YOUR TASK =
Quote the stretch of the data from the line containing "the dark smoke" through the line containing "M 214 35 L 203", word for word.

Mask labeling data
● ● ● ● ● ● ●
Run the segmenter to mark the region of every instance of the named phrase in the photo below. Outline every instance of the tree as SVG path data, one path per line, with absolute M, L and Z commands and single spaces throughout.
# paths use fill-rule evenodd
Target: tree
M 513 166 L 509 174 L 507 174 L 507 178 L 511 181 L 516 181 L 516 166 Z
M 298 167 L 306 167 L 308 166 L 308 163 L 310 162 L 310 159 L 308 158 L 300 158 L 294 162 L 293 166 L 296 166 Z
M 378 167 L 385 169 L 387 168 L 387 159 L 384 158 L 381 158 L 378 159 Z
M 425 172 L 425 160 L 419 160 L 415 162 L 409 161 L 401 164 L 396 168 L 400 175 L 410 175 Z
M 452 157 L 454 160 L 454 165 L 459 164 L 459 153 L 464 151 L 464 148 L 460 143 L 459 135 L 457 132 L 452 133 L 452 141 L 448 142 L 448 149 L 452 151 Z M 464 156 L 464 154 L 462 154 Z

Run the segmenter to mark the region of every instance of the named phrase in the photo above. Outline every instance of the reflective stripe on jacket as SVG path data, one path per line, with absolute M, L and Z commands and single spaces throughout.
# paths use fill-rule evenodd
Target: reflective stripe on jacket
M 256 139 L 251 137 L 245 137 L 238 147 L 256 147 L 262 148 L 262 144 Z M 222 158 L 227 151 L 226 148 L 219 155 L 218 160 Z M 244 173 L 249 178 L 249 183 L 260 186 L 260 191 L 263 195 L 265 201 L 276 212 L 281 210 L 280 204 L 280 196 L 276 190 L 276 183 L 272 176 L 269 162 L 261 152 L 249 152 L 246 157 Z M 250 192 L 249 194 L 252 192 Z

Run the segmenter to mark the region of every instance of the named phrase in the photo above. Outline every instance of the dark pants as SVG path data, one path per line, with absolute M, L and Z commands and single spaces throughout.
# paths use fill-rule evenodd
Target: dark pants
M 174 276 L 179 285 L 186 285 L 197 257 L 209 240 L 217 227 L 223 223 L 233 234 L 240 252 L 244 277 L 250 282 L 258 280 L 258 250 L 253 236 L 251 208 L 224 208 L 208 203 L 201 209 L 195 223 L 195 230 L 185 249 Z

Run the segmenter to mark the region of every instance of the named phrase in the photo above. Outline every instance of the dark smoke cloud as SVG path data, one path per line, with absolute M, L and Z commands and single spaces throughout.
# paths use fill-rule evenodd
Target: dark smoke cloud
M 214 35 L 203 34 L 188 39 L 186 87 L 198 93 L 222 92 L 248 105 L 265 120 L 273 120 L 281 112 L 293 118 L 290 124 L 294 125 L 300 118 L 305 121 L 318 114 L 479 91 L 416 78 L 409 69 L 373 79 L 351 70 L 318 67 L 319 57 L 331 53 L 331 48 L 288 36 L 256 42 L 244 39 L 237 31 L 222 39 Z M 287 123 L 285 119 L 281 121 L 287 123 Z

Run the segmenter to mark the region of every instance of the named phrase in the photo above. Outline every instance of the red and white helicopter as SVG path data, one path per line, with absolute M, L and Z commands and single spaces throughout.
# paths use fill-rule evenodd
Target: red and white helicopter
● ● ● ● ● ● ●
WORKED SOLUTION =
Run the segmenter to mark the region of every instance of the named phrase in the photo above. Outline every instance of the dark smoke cloud as SVG path data, one path per line, with absolute M, L and Z commands and single spaces throughout.
# paths use fill-rule evenodd
Target: dark smoke cloud
M 214 35 L 203 34 L 188 39 L 186 87 L 198 93 L 222 92 L 248 105 L 265 120 L 273 120 L 281 112 L 293 118 L 290 124 L 294 125 L 300 118 L 305 121 L 318 114 L 479 91 L 416 78 L 409 69 L 373 79 L 351 70 L 318 67 L 319 57 L 331 53 L 331 48 L 288 36 L 256 42 L 244 39 L 237 31 L 222 39 Z M 287 123 L 285 119 L 281 121 L 287 123 Z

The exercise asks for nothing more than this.